---- Extracted entries

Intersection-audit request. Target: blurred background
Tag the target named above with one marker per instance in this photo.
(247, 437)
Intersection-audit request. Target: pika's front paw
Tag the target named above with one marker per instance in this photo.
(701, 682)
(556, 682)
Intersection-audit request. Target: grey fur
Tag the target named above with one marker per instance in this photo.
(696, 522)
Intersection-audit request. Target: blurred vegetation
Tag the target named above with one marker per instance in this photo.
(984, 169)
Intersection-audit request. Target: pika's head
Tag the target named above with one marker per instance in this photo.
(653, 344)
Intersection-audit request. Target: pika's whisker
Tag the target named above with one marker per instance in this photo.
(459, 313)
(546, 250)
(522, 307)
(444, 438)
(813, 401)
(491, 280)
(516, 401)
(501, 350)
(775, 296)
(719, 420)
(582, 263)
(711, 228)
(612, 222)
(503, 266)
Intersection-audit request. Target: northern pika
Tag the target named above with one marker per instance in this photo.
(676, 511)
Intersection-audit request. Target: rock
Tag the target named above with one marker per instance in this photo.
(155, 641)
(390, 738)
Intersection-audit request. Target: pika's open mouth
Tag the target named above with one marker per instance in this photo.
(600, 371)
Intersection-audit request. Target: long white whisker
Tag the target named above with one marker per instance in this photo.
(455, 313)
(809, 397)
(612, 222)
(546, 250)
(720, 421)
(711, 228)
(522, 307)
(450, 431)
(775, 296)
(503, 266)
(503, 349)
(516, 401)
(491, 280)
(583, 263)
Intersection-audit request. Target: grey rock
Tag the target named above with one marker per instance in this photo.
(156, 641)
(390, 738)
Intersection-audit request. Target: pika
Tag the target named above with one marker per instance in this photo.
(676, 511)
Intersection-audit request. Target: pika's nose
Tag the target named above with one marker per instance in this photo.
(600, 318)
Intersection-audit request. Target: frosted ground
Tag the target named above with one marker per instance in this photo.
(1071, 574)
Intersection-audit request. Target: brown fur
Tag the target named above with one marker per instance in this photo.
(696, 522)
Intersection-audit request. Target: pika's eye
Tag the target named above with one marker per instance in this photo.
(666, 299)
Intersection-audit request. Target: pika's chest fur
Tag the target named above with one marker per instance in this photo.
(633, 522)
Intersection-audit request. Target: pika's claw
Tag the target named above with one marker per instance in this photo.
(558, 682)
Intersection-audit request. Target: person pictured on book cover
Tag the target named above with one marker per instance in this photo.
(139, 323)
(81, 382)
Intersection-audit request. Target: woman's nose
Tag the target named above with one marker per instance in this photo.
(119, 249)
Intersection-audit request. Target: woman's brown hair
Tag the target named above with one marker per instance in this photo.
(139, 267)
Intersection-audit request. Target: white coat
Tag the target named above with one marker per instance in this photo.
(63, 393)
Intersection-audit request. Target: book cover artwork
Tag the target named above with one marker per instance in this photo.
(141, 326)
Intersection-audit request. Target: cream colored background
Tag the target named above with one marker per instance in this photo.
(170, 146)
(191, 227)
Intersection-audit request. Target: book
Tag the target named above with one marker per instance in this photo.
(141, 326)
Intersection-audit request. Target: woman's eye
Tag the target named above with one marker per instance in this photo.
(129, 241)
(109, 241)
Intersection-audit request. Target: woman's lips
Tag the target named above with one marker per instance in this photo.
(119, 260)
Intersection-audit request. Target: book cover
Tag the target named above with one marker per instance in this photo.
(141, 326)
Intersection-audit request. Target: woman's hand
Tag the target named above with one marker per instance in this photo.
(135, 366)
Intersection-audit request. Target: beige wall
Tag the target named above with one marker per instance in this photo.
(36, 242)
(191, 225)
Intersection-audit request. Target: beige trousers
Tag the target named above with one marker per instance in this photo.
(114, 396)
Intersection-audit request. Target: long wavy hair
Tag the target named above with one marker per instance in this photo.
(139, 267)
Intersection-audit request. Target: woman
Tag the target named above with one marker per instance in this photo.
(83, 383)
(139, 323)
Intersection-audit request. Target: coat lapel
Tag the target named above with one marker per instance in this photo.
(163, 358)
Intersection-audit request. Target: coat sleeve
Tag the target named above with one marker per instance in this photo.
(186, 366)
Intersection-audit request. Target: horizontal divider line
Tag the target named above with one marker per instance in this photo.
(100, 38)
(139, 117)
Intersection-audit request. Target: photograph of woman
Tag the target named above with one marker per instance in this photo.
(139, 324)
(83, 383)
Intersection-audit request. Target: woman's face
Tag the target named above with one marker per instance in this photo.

--------

▸ **What this task involves**
Starting at the line containing "Intersection-audit request. Target: photograph" and ending at the end of the listing, write those lines out again, requests included. Multiply every marker coordinate by 0.45 and round to a whole number, with halves going up.

▸ **Result of this task**
Intersection-audit request. Target: photograph of woman
Tag the target named above with one marker per instance in this photo.
(63, 146)
(37, 172)
Intersection-audit request. Target: woman's face
Tag the target named above with one marker per instance in this photo.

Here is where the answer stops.